**Extracted information:**
◆ ◆ ◆ ◆
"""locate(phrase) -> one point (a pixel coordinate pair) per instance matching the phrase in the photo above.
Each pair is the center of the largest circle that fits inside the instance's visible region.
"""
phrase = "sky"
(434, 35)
◆ ◆ ◆ ◆
**What you have to do:** The whole listing above is to be transcribed exactly, line for line.

**Response to the task:**
"""locate(phrase) -> one point (a pixel coordinate pair) per instance matching the phrase in the photo above.
Each pair is the center of the largest circle that fits inside the instance's visible region.
"""
phrase = "sky"
(434, 35)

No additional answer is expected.